Rows from a segmentation dataset
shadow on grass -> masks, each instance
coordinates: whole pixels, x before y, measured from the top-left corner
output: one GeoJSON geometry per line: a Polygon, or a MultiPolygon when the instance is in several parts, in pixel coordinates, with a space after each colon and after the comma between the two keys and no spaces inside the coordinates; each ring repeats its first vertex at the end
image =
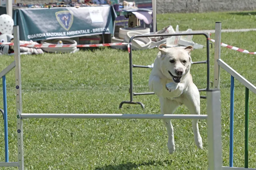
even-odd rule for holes
{"type": "Polygon", "coordinates": [[[256,12],[230,12],[228,14],[231,15],[255,15],[256,12]]]}
{"type": "Polygon", "coordinates": [[[136,164],[135,163],[129,162],[116,165],[109,165],[105,166],[102,167],[96,167],[95,170],[131,170],[134,168],[137,168],[140,166],[148,166],[153,165],[157,166],[161,165],[166,166],[170,165],[172,162],[172,160],[164,160],[163,161],[150,161],[147,162],[142,162],[140,164],[136,164]]]}

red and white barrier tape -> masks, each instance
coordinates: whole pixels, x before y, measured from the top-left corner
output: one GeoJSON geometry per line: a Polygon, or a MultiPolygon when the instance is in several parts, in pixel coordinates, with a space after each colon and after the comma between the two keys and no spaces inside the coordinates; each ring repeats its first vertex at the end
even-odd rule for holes
{"type": "MultiPolygon", "coordinates": [[[[8,45],[10,46],[14,45],[13,42],[0,42],[0,44],[8,45]]],[[[107,46],[113,46],[114,45],[127,45],[128,43],[124,42],[120,42],[119,43],[107,43],[106,44],[84,44],[84,45],[74,45],[72,44],[20,44],[20,47],[36,47],[37,48],[42,48],[45,47],[53,47],[53,48],[59,48],[59,47],[104,47],[107,46]]]]}
{"type": "MultiPolygon", "coordinates": [[[[212,42],[215,42],[215,40],[211,38],[209,38],[209,40],[212,42]]],[[[222,47],[227,47],[227,48],[228,48],[231,49],[231,50],[237,51],[239,51],[239,52],[242,52],[243,53],[249,54],[256,54],[256,52],[249,52],[248,50],[244,50],[243,49],[238,48],[237,47],[234,47],[234,46],[231,46],[231,45],[228,45],[222,42],[220,43],[220,45],[222,47]]]]}

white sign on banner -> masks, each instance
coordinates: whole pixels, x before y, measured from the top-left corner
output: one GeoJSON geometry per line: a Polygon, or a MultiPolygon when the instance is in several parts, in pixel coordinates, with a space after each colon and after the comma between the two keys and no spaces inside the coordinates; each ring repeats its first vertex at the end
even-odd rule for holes
{"type": "MultiPolygon", "coordinates": [[[[16,2],[16,1],[17,1],[15,0],[12,0],[12,4],[16,4],[16,3],[18,3],[16,2]]],[[[18,1],[20,1],[20,0],[18,1]]],[[[0,0],[0,6],[6,6],[6,0],[0,0]]]]}
{"type": "Polygon", "coordinates": [[[91,7],[89,8],[91,19],[92,23],[102,23],[103,18],[100,12],[100,8],[97,6],[91,7]]]}

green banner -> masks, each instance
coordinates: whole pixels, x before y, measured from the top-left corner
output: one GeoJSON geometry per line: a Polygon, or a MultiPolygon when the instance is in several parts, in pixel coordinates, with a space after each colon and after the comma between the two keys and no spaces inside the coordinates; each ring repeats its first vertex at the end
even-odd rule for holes
{"type": "Polygon", "coordinates": [[[113,34],[112,6],[19,9],[13,11],[20,40],[33,41],[113,34]]]}

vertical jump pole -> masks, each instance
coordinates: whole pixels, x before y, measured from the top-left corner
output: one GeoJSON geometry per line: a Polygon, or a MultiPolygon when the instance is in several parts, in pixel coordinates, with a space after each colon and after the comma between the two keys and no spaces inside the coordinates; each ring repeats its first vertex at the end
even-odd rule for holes
{"type": "Polygon", "coordinates": [[[230,75],[230,121],[229,127],[229,167],[233,167],[234,131],[234,77],[230,75]]]}
{"type": "Polygon", "coordinates": [[[220,92],[214,89],[207,94],[208,169],[220,170],[222,166],[220,92]]]}
{"type": "Polygon", "coordinates": [[[249,135],[249,89],[245,87],[245,121],[244,122],[244,167],[248,168],[249,135]]]}
{"type": "Polygon", "coordinates": [[[220,89],[220,66],[218,60],[220,59],[220,39],[221,38],[221,23],[215,23],[215,43],[214,51],[214,89],[220,89]]]}
{"type": "Polygon", "coordinates": [[[24,170],[24,155],[23,152],[23,128],[20,115],[22,113],[21,76],[20,55],[20,33],[19,26],[13,26],[14,55],[15,60],[15,95],[16,116],[17,118],[17,139],[18,144],[19,170],[24,170]]]}
{"type": "Polygon", "coordinates": [[[4,149],[5,162],[9,162],[8,148],[8,124],[7,118],[7,99],[6,95],[6,79],[5,76],[3,76],[3,95],[4,99],[4,149]]]}

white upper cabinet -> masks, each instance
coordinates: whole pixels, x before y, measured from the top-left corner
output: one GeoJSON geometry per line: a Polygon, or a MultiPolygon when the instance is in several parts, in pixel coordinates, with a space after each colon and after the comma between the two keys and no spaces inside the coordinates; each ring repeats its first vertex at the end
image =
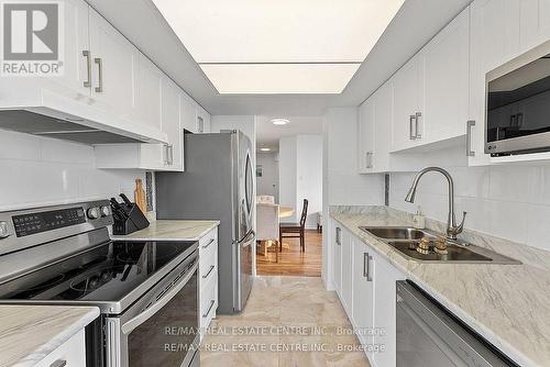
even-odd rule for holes
{"type": "Polygon", "coordinates": [[[469,33],[466,9],[393,77],[392,151],[465,134],[469,33]]]}
{"type": "Polygon", "coordinates": [[[366,174],[373,169],[374,155],[374,98],[369,98],[359,108],[359,173],[366,174]]]}
{"type": "Polygon", "coordinates": [[[524,51],[550,40],[550,0],[519,2],[520,44],[524,51]]]}
{"type": "Polygon", "coordinates": [[[139,51],[90,8],[92,98],[122,118],[135,115],[139,51]]]}
{"type": "MultiPolygon", "coordinates": [[[[527,2],[527,1],[526,1],[527,2]]],[[[485,75],[520,52],[519,0],[476,0],[470,7],[470,166],[491,164],[485,148],[485,75]]]]}
{"type": "Polygon", "coordinates": [[[392,151],[415,146],[415,141],[422,136],[422,120],[421,116],[417,119],[424,104],[421,73],[420,56],[417,54],[392,78],[392,151]]]}
{"type": "Polygon", "coordinates": [[[422,143],[464,135],[468,120],[470,14],[462,11],[422,51],[422,143]]]}
{"type": "Polygon", "coordinates": [[[162,129],[164,74],[143,54],[139,55],[136,108],[133,121],[162,129]]]}

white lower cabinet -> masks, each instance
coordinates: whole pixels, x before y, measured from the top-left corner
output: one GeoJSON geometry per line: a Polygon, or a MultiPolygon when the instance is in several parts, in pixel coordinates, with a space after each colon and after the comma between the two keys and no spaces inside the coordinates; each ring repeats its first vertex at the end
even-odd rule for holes
{"type": "Polygon", "coordinates": [[[218,309],[218,227],[199,240],[200,340],[218,309]]]}
{"type": "Polygon", "coordinates": [[[86,341],[84,329],[35,365],[35,367],[63,366],[86,366],[86,341]]]}
{"type": "Polygon", "coordinates": [[[341,229],[340,238],[332,241],[332,281],[340,301],[371,366],[394,367],[396,281],[406,276],[348,229],[334,220],[331,222],[334,230],[341,229]],[[340,258],[338,248],[341,248],[340,258]],[[340,280],[337,279],[339,274],[340,280]]]}

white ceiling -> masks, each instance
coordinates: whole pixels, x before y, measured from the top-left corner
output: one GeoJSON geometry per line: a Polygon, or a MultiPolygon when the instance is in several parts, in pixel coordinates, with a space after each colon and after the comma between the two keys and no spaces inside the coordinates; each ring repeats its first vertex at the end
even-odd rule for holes
{"type": "Polygon", "coordinates": [[[285,116],[359,105],[471,2],[406,0],[340,94],[220,94],[152,0],[87,1],[211,114],[285,116]]]}
{"type": "Polygon", "coordinates": [[[256,116],[256,147],[268,147],[278,151],[278,141],[285,136],[299,134],[322,134],[322,116],[256,116]],[[274,125],[271,120],[275,118],[288,119],[286,125],[274,125]]]}

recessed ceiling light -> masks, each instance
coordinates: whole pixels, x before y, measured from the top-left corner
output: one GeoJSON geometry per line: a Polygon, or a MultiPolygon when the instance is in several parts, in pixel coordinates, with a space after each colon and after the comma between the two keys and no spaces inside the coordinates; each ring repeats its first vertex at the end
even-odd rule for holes
{"type": "Polygon", "coordinates": [[[290,120],[288,120],[288,119],[273,119],[272,120],[272,124],[274,124],[274,125],[286,125],[289,122],[290,122],[290,120]]]}

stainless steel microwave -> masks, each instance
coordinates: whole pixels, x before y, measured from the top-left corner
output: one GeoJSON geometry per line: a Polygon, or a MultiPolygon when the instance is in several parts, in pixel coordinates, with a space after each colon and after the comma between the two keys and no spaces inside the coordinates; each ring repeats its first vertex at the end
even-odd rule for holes
{"type": "Polygon", "coordinates": [[[486,75],[485,153],[550,152],[550,42],[486,75]]]}

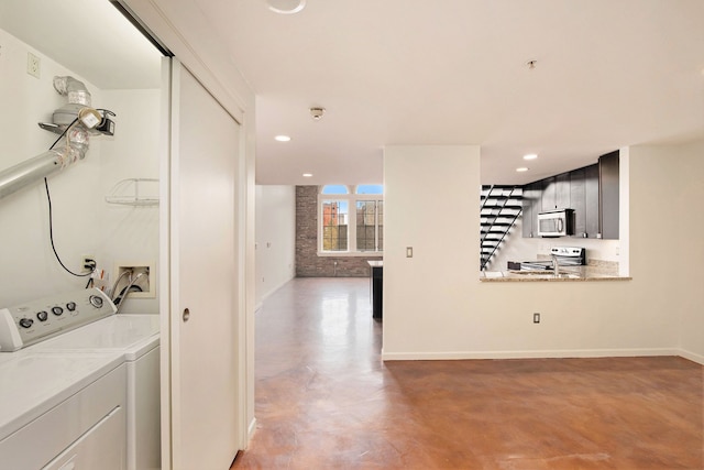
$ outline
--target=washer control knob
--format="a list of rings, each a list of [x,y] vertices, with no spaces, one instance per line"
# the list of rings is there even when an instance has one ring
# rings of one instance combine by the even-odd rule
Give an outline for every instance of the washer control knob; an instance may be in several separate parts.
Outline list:
[[[90,296],[90,305],[92,305],[96,308],[102,307],[102,297],[97,296],[97,295],[91,295]]]

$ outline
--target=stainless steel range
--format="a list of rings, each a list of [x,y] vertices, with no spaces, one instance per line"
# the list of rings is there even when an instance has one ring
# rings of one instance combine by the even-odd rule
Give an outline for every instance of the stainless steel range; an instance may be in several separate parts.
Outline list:
[[[558,266],[586,265],[586,250],[584,248],[553,247],[550,249],[550,260],[524,261],[520,263],[520,270],[554,271]]]

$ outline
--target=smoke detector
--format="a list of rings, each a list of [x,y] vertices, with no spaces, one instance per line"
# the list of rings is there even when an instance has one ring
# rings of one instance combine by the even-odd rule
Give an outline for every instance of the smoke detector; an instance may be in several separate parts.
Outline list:
[[[314,121],[319,121],[322,119],[322,114],[326,113],[324,108],[310,108],[310,117]]]
[[[279,14],[295,14],[306,7],[306,0],[266,0],[268,9]]]

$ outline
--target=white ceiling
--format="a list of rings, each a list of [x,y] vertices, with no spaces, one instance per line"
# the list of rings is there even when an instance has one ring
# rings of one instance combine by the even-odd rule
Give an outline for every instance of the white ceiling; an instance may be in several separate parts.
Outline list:
[[[479,144],[483,183],[519,184],[704,135],[702,0],[196,2],[256,92],[257,183],[381,183],[385,145]]]
[[[389,144],[479,144],[483,183],[521,184],[704,136],[703,0],[194,1],[256,92],[261,184],[382,183]],[[108,0],[1,0],[0,28],[100,88],[158,86]]]

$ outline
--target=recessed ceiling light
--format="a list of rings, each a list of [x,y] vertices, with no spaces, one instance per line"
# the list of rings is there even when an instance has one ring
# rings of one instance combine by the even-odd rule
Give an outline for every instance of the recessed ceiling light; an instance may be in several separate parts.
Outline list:
[[[306,0],[266,0],[266,4],[275,13],[294,14],[306,7]]]

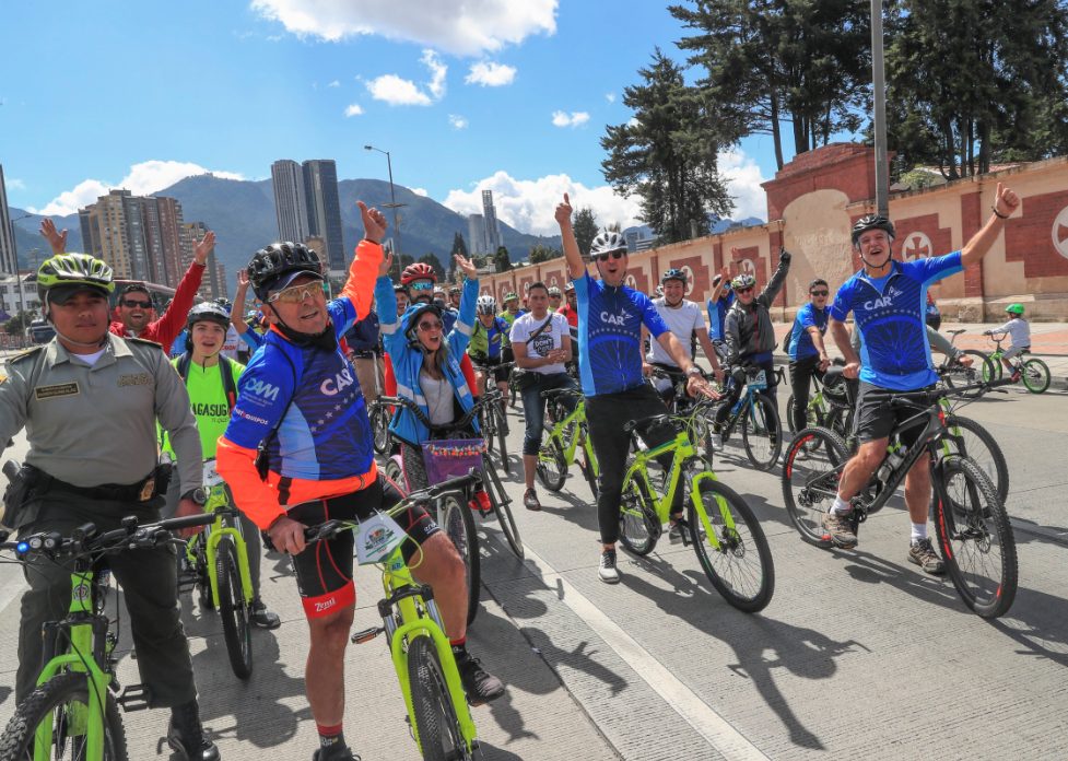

THE EXERCISE
Please extract every line in the rows above that contains the word "steel" and copy each such line in full.

RESPONSE
stainless steel microwave -> masks, each instance
--target=stainless steel range
Give an outline for every instance of the stainless steel range; an instance may be in several separate parts.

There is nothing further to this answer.